— Start of Document section —
So if I have something like

A = 0
for i in range(x.shape[0]):
    A += x[i]

it won't be able to deduce that 0 <= i < x.shape[0] and so the bounds checking can be optimized away?

In theory, yes, but it depends on what code gets generated. I think that if an unsigned comparison operator were used in the bounds check then LLVM is more likely to be able to work it out, if a signed comparison is done then it won't. I just generated the assembly for:

  1. no boundscheck
  2. boundscheck with signed comparison
  3. boundscheck with unsigned comparison

Cases 1. and 3.are reasonably similar but 1. has a deeper loop unroll. 2. has no vectorisation because there's a test/jump in the middle of the loop.

I think more can be done in terms of identifying unsigned ranges and suspect that this is likely to help.

I'm not sure how this adds overhead to a function call, any chance you could please expand on this? Thanks.
— End of Document section —
— Start of Provided material —
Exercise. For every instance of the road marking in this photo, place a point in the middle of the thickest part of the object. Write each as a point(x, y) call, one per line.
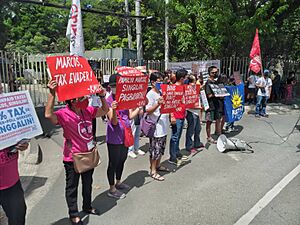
— End of Provided material —
> [Things to do]
1 - Please answer these from the bounds-checking discussion above:
(a) Which kind of comparison in the bounds check makes LLVM more likely to work out the range?
(b) Which case has no vectorisation?
(c) Which case has a deeper loop unroll than case 3?
2 - In the bounds-checking discussion, change "assembly" to "machine code" and write out the passage starting with "it won't be" and going on through "likely to help.".

> [The solutions]
1 -
(a) An unsigned comparison.
(b) Case 2, boundscheck with signed comparison.
(c) Case 1, no boundscheck.

2 -
it won't be able to deduce that 0 <= i < x.shape[0] and so the bounds checking can be optimized away?

In theory, yes, but it depends on what code gets generated. I think that if an unsigned comparison operator were used in the bounds check then LLVM is more likely to be able to work it out, if a signed comparison is done then it won't. I just generated the machine code for:

  1. no boundscheck
  2. boundscheck with signed comparison
  3. boundscheck with unsigned comparison

Cases 1. and 3.are reasonably similar but 1. has a deeper loop unroll. 2. has no vectorisation because there's a test/jump in the middle of the loop.

I think more can be done in terms of identifying unsigned ranges and suspect that this is likely to help.